== SHORT TASK ==
Reproduce the material below word for word, keeping every line and its order unchanged.

== THE RECORDS ==
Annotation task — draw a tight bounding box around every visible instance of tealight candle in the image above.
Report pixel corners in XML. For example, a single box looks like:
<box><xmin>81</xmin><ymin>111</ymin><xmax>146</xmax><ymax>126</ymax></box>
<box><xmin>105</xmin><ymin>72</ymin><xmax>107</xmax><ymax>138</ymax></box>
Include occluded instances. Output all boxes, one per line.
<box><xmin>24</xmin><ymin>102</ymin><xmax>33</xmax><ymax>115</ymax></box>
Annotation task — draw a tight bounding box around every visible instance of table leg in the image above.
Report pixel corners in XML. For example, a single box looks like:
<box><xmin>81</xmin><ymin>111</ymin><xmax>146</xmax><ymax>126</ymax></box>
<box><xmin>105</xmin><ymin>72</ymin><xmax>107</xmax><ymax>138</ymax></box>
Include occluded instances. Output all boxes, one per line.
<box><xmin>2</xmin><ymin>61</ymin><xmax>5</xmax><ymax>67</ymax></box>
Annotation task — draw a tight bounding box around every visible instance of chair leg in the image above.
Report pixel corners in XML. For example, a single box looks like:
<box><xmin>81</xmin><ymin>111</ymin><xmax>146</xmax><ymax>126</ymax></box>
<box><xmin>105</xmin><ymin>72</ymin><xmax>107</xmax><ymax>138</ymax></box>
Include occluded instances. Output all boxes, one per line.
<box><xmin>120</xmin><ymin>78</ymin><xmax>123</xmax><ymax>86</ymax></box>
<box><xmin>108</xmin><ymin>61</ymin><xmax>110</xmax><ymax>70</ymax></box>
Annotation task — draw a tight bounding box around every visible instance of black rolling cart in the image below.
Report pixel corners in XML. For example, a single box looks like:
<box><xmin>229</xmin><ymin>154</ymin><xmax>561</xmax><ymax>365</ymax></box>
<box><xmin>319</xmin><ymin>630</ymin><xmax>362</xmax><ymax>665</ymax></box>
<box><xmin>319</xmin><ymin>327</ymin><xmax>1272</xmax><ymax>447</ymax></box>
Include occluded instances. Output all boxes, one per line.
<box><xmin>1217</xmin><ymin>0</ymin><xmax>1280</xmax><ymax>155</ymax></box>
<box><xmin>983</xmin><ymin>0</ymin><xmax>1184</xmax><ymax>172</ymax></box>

== EXPECTED ANSWER ==
Annotation task — draw a tight bounding box around every visible instance of tealight candle in the image above.
Report pixel corners in XML. For example, a single box looks like:
<box><xmin>81</xmin><ymin>111</ymin><xmax>146</xmax><ymax>126</ymax></box>
<box><xmin>105</xmin><ymin>72</ymin><xmax>107</xmax><ymax>138</ymax></box>
Include occluded instances. Output all boxes, one per line.
<box><xmin>24</xmin><ymin>102</ymin><xmax>33</xmax><ymax>115</ymax></box>
Annotation task — draw a tight bounding box around every visible instance of table leg in the image above.
Report pixel corners in XML. For example, a single box looks like:
<box><xmin>81</xmin><ymin>111</ymin><xmax>146</xmax><ymax>126</ymax></box>
<box><xmin>105</xmin><ymin>72</ymin><xmax>107</xmax><ymax>138</ymax></box>
Include occluded instances. Output all boxes, one per line.
<box><xmin>2</xmin><ymin>61</ymin><xmax>5</xmax><ymax>67</ymax></box>
Annotation task — draw a tight bounding box around every visible instance of chair leg in the image above.
Report pixel corners in XML. For example, a single box looks like:
<box><xmin>81</xmin><ymin>111</ymin><xmax>146</xmax><ymax>126</ymax></box>
<box><xmin>105</xmin><ymin>72</ymin><xmax>107</xmax><ymax>138</ymax></box>
Include occluded instances. Output all boxes, one per line.
<box><xmin>120</xmin><ymin>78</ymin><xmax>123</xmax><ymax>86</ymax></box>
<box><xmin>108</xmin><ymin>61</ymin><xmax>110</xmax><ymax>70</ymax></box>
Annotation task — draw a tight bounding box around every visible instance of black rolling cart in the image below.
Report pixel corners in XML. For example, a single box looks like:
<box><xmin>229</xmin><ymin>154</ymin><xmax>561</xmax><ymax>365</ymax></box>
<box><xmin>319</xmin><ymin>630</ymin><xmax>362</xmax><ymax>665</ymax></box>
<box><xmin>319</xmin><ymin>327</ymin><xmax>1272</xmax><ymax>447</ymax></box>
Include occluded instances. Output all boxes, one per line.
<box><xmin>1217</xmin><ymin>0</ymin><xmax>1280</xmax><ymax>155</ymax></box>
<box><xmin>983</xmin><ymin>0</ymin><xmax>1184</xmax><ymax>172</ymax></box>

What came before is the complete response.